• [Work to be completed]: Repeat all of the material exactly as given.

*-*-*

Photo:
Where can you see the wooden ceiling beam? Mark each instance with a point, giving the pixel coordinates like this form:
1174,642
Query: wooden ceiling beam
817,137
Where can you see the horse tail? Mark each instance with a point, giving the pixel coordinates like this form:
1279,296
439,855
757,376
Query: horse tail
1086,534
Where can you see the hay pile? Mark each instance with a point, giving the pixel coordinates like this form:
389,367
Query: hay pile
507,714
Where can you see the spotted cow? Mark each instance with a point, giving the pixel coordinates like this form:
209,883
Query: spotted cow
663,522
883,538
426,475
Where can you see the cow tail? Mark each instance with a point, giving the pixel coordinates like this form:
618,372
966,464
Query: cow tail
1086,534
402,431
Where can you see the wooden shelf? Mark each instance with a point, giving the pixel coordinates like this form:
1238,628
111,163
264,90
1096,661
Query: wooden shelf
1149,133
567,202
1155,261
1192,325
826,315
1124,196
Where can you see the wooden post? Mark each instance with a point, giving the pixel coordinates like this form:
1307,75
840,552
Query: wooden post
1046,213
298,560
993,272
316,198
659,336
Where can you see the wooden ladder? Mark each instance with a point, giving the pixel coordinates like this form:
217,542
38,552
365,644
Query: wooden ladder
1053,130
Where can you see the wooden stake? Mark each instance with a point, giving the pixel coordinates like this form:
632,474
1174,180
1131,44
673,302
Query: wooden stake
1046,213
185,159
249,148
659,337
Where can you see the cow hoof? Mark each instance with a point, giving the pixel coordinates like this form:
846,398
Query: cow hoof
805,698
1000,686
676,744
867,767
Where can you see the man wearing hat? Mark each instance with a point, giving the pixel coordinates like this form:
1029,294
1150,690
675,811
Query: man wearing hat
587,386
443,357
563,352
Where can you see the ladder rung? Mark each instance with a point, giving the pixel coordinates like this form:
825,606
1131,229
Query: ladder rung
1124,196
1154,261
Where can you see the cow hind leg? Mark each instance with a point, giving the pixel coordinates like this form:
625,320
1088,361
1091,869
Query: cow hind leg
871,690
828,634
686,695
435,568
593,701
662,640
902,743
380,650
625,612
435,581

*-*-*

• [The answer]:
Photo:
Where can you see the wooden ceiling beam? Mark each instance with a point, giving the pixel coordinates like this form:
1174,642
Query: wooden ceiling beam
817,137
Where can you see the horse tail? Mark each instance with a point, giving the pixel coordinates like this form:
1279,296
439,855
757,376
Query: horse tail
1086,534
Where can you see the hay pile? Mark each instance with a point, giving the pixel coordinates like this form:
389,367
Query: hay pile
507,714
Where can you see the spotted cow? Mark each instance with a point, giving the pixel coordinates like this form:
209,883
Query: spotted cow
663,522
883,538
426,475
Where can you see the cow tail? Mark each instance with a point, giving the pixel coordinates like this form:
618,372
966,464
Query: cow tail
1086,534
402,431
Where can you see the wooden shelf? Mark each instance with a point, giving the pixel coordinates like this form:
1238,628
111,163
264,90
1096,661
Query: wooden shelf
1149,133
567,202
1155,261
1192,325
826,315
1124,196
Where can you see the wooden post? Mark each instance with a point, giving the pixel coordinates like this form:
1307,75
840,552
Query: wooden post
1046,213
298,560
993,272
316,198
659,336
Where can you see the wooden ladder? Mark each instance with a point, giving the pixel coordinates like this form:
217,542
38,552
365,644
Query: wooden ladder
1053,130
Where can you see the wooden stake? Mark each instance with a point, giving the pixel coordinates like this form:
632,474
1174,180
1131,44
673,302
Query: wooden stake
1046,213
185,159
249,148
659,337
Where can you see the cow hoof? Mark each instance with a point, giving the pixel coordinates like this form:
846,398
Query: cow hoof
805,698
1000,686
676,744
867,767
Where can you see the man wearing hat? Mark each instance with a point, giving the pixel coordinates like this form:
1029,294
1150,690
675,811
Query: man wearing hat
587,386
443,357
563,352
Where can you see the ladder rung? Mark each instance with a point, giving the pixel coordinates like this form:
825,606
1131,229
Query: ladder rung
1124,196
1154,261
Where can you see the cow hind leg? Mark each instance with a point, giving the pixel coordinates like this form:
625,320
1088,361
1091,869
Query: cow hind leg
871,690
828,634
686,695
435,568
593,701
662,640
902,743
380,650
625,612
435,581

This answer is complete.